══ Extrait choisi ══

Cinéma du Réel, 2025 (1)

Lieux de mémoire

Pour sa première édition hors du cadre du Centre Pompidou depuis des décennies, le Cinéma du Réel a semblé reprendre des forces en proposant une édition plus modeste, que l’on pourrait même volontiers décrire comme mineure ; les films étaient souvent très courts, encore plus simples qu’à l’accoutumée, faits de gestes nus et compacts. Certain de ces gestes se présentaient d’emblée comme impossibles : retrouver un lieu disparu, montrer en entier ce qu’on ne peut voir qu’en détail, rendre vie à un souvenir. Nous avons souhaité revenir sur trois d’entre eux.

1, rue Angarskaia, Rostislav Kirpičenko, 2025

1, rue Angarskaia, Rostislav Kirpičenko (compétition). Caméra Vagabonde

Devant un lac gelé en Lituanie, un vieil homme marche dans la neige, suivi par une caméra frémissante. « Tu te sens chez toi en Lituanie ? » demande son petit-fils derrière la caméra. Un long silence s’ensuit, le vieil homme fixe son regard par-delà le lac, la question demeurera sans réponse. 

Turbulence

Né en Lituanie, Rostislav Kirpičenko passe la majeure partie de sa vie en Ukraine avec sa famille. En 2016, il s’installe à Paris jusqu’à ce mois de décembre 2022 durant lequel il retourne seul en Ukraine, où l’invasion russe a débuté le 24 février. Rostislav arrive dans un pays qui s’apprête à célébrer le passage à la nouvelle année. L’urgence de la guerre déclenche son besoin de filmer, la recherche identitaire du cinéaste et la réalité quotidienne des inconnu·e·s qu’il rencontre s’additionnent en un carnet de voyage fiévreux. Des images nocturnes souvent floues, prises à bord des bus et des trains que Rostislav emprunte défilent à l’écran et témoignent de l’incapacité du cinéaste à se fixer quelque part. D’une ville à l’autre, son parcours est difficile à suivre, et cette quête documentaire devient le récit d’une impossibilité pour le réalisateur de faire correspondre ce qu’il filme et ce dont il se souvient. La nuit tombe vite en cette saison, et l’obscurité des rues se superpose aux ombres des passants. Ton sur ton, ce qu’il reste des corps et des bâtiments est à peine perceptible.

═══
══ Données ══

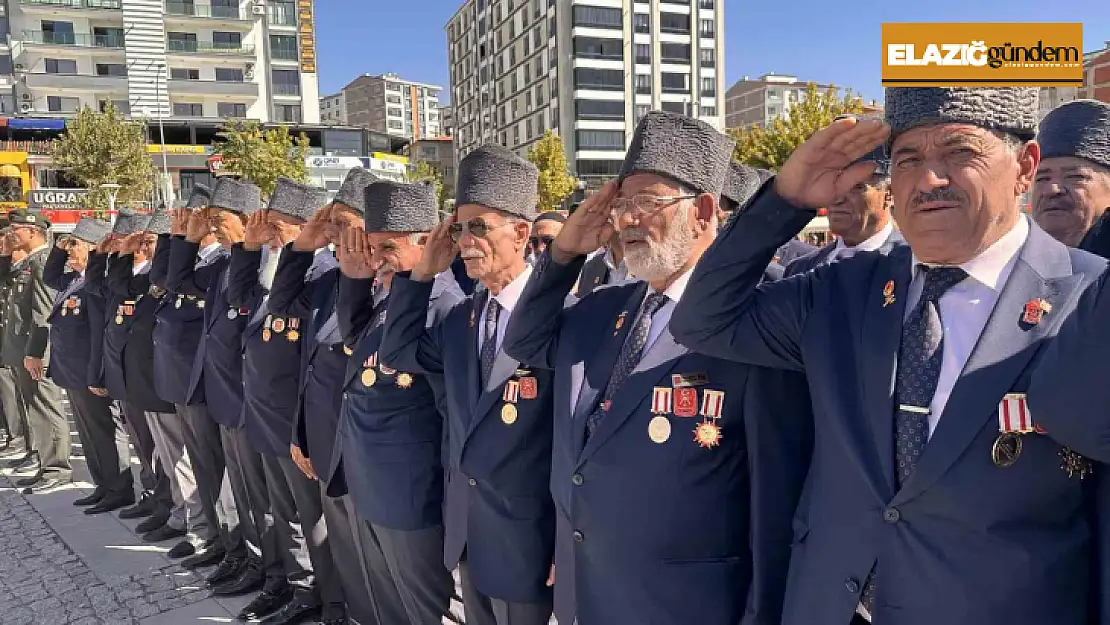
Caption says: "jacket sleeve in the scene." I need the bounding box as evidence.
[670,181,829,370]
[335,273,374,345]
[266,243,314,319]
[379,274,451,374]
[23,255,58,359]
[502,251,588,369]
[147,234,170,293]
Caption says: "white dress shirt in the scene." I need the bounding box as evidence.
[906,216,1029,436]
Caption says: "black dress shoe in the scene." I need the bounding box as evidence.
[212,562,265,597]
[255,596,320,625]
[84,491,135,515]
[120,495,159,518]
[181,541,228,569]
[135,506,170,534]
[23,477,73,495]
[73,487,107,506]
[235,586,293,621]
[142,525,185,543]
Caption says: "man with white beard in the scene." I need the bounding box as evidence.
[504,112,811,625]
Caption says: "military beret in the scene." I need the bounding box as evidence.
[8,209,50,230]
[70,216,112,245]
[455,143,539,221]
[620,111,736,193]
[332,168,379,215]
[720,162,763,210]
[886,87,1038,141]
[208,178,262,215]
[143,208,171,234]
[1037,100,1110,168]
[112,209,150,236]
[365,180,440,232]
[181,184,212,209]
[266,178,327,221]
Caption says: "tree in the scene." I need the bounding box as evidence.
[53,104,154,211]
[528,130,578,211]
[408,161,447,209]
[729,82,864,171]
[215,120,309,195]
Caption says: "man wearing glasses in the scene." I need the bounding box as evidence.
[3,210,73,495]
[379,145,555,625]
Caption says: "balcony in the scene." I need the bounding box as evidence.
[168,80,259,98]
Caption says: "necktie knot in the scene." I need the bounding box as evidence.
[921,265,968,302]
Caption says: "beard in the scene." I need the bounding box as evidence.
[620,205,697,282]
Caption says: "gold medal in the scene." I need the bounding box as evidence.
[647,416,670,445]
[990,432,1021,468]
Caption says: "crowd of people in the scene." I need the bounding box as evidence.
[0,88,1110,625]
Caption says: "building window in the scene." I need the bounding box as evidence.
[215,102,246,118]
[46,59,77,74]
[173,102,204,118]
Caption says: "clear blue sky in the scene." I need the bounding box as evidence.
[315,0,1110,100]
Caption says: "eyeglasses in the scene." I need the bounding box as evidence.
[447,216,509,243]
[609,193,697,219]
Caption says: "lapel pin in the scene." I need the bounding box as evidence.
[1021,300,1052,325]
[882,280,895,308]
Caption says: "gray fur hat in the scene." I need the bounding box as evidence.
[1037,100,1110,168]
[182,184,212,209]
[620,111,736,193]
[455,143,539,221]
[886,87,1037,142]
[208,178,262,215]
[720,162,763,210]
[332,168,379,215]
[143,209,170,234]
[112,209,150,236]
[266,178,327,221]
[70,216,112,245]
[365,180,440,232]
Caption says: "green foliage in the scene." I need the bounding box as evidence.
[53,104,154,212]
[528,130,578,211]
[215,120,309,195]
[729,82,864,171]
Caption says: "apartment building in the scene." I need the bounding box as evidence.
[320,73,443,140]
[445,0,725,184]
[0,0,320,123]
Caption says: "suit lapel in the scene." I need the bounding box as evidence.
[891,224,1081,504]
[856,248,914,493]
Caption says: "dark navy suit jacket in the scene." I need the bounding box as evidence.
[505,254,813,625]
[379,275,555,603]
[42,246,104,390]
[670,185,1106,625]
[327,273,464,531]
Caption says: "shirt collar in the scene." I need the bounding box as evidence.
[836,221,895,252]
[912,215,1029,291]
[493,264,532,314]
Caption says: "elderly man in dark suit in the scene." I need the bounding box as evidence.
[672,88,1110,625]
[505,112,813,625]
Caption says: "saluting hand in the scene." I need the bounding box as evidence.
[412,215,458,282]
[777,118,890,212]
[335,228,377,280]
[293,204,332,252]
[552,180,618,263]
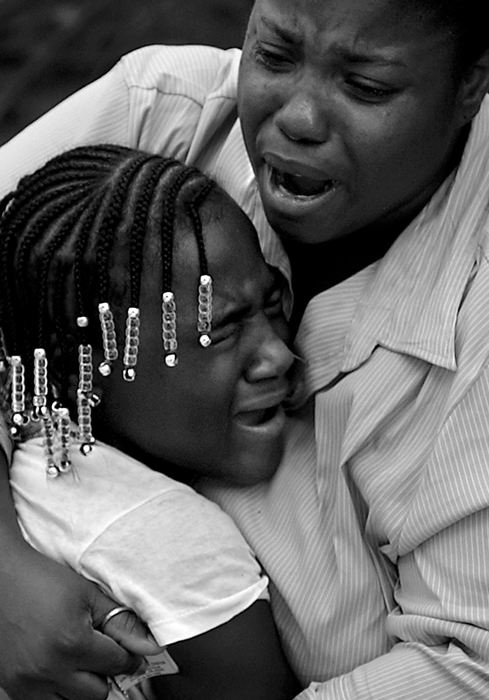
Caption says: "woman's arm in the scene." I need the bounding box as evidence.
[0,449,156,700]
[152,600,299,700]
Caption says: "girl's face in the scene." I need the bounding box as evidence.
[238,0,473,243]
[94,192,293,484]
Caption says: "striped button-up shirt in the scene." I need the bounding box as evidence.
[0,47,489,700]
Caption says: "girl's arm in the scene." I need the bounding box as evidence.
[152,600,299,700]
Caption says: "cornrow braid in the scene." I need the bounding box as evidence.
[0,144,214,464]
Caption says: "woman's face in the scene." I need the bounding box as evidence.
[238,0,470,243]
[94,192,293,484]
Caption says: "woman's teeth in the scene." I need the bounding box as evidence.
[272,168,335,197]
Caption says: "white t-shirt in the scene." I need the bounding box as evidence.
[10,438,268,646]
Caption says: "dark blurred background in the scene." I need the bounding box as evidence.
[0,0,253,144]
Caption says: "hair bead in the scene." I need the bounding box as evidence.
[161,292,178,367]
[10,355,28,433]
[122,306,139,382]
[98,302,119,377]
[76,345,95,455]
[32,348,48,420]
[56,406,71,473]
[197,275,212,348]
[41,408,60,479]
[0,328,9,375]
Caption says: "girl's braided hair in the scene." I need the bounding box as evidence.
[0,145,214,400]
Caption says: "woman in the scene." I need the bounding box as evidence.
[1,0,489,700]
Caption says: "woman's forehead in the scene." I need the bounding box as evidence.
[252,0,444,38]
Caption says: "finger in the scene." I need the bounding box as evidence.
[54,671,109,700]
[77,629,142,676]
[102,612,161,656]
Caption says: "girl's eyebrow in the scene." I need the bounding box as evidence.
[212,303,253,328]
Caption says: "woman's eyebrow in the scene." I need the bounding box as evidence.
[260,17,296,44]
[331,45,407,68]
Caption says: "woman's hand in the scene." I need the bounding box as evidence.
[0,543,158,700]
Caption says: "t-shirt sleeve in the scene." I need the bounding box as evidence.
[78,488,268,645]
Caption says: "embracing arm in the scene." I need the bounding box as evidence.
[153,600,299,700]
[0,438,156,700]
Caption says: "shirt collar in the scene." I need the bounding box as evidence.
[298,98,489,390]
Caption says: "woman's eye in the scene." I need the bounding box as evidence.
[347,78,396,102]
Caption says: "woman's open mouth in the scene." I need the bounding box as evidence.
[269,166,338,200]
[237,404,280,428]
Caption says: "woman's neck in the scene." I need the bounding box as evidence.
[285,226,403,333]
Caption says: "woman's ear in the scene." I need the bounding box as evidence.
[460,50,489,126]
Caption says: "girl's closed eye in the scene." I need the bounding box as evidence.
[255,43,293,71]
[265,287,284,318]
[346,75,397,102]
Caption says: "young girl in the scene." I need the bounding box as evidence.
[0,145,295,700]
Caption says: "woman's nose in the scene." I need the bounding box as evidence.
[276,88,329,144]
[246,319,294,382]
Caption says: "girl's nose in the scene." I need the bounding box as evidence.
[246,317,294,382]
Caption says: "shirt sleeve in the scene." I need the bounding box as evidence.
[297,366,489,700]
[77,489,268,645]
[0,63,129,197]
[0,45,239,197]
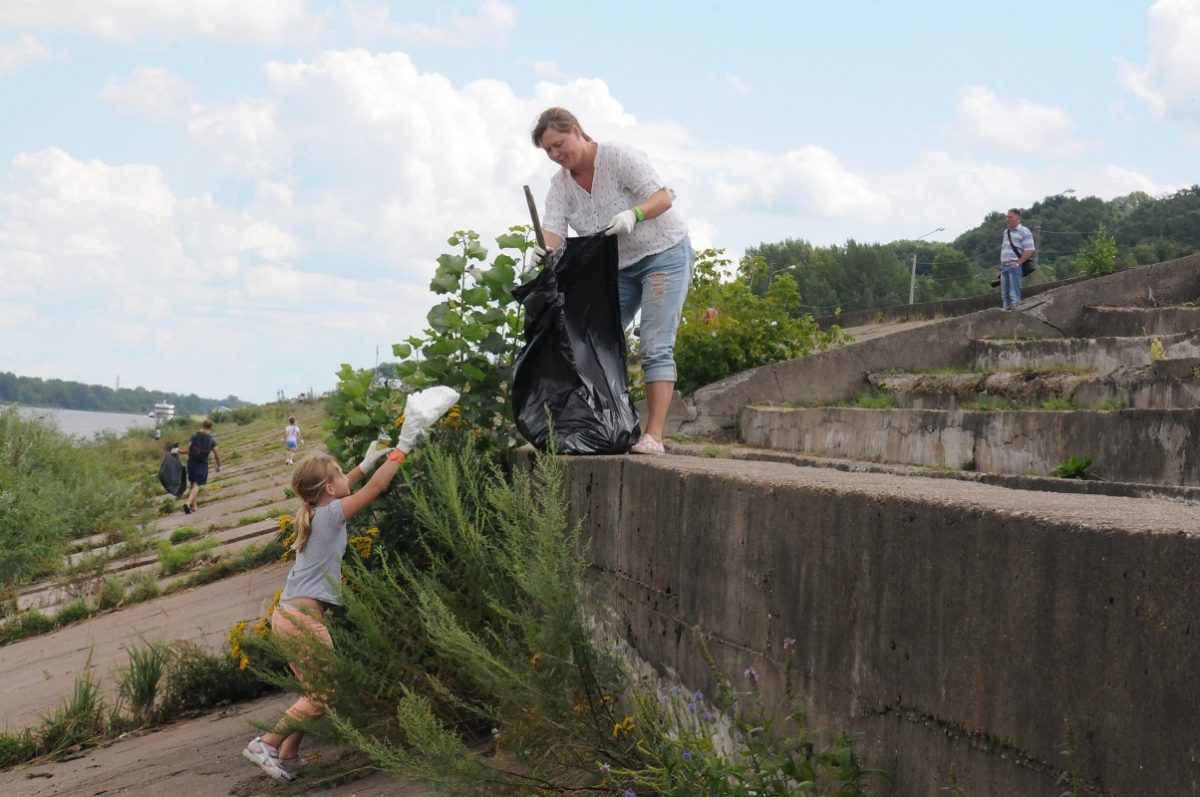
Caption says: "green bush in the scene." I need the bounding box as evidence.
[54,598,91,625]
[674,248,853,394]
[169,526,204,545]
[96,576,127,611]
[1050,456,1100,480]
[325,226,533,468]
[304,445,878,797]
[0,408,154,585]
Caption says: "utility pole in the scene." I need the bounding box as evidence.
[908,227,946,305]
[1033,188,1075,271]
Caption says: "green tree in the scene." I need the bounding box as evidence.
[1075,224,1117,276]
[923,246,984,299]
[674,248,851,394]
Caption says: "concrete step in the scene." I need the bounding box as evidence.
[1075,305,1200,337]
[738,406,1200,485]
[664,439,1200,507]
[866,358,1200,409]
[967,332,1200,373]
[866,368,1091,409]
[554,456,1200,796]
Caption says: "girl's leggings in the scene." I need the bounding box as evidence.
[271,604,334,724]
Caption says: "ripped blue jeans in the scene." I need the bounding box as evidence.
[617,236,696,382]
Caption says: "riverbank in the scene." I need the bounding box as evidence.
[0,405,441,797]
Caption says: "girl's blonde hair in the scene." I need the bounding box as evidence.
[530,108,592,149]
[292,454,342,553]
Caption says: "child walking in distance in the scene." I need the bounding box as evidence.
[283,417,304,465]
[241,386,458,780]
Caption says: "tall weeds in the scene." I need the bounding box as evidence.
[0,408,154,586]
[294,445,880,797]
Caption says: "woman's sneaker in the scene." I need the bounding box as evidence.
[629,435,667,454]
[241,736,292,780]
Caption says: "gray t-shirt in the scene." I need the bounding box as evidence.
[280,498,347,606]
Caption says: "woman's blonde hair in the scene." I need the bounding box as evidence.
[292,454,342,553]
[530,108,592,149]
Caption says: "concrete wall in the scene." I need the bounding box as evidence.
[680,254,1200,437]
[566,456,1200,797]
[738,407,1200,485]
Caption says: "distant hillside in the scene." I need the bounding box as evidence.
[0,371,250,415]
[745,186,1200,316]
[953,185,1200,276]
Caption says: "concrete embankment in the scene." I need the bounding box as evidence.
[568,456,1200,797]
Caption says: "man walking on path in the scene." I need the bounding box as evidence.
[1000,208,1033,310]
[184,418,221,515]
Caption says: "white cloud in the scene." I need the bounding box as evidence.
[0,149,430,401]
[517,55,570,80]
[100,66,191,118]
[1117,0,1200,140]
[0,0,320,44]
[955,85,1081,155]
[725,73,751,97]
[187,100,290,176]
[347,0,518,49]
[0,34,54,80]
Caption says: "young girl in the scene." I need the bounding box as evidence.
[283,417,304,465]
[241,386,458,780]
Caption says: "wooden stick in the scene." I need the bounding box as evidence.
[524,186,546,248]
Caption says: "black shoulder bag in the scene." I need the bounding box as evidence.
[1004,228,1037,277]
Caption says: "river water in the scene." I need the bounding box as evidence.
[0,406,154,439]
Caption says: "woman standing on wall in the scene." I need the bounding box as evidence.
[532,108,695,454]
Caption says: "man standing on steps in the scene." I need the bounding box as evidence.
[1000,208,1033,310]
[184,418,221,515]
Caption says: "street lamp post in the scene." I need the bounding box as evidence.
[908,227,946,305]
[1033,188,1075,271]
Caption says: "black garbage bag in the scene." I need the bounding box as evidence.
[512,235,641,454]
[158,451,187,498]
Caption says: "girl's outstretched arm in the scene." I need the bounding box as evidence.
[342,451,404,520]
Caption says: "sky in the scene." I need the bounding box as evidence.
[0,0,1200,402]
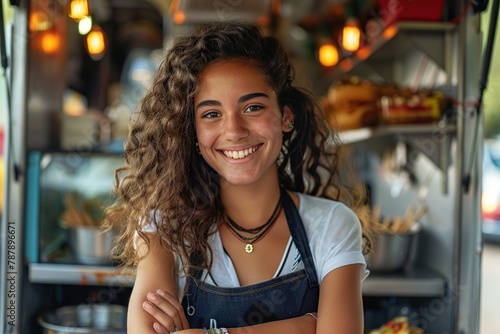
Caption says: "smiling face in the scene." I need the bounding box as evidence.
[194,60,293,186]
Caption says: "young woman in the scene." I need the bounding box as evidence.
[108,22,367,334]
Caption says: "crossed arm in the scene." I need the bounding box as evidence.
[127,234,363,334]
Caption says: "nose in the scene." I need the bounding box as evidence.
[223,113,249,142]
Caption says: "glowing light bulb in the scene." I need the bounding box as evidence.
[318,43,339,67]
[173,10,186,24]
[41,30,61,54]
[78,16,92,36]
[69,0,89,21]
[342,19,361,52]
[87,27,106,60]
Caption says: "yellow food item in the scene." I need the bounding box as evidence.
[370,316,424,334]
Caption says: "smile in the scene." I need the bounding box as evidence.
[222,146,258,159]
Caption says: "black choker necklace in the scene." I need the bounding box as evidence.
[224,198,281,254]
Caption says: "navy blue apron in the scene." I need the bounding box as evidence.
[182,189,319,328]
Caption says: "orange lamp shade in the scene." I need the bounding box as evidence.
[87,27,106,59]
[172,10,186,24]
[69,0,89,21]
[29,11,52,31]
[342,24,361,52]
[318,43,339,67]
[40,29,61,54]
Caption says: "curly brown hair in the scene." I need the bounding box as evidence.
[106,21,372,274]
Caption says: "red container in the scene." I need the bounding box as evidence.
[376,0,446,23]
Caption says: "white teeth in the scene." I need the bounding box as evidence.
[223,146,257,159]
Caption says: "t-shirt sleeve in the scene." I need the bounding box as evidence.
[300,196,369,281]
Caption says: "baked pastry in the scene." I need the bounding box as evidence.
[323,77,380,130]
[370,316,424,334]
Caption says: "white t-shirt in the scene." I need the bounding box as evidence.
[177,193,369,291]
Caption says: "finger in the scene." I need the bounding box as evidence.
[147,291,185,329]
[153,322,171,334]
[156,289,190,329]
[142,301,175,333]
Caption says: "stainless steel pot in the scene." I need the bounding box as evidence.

═══

**Consigne**
D'après l'extrait sur le Cinéma du Réel, dites si chaque affirmation est juste : 1. Rostislav Kirpičenko est né en Ukraine. 2. En décembre 2022, il retourne seul en Ukraine. 3. Le vieil homme répond à la question de son petit-fils. Répondez par oui ou non, en citant à l'identique les mots de l'extrait qui tranchent. Ces données viennent d'une autre source que l'extrait.

**Corrigé**
1. Non : « Né en Lituanie, Rostislav Kirpičenko passe la majeure partie de sa vie en Ukraine avec sa famille. »
2. Oui : « jusqu’à ce mois de décembre 2022 durant lequel il retourne seul en Ukraine »
3. Non : « la question demeurera sans réponse »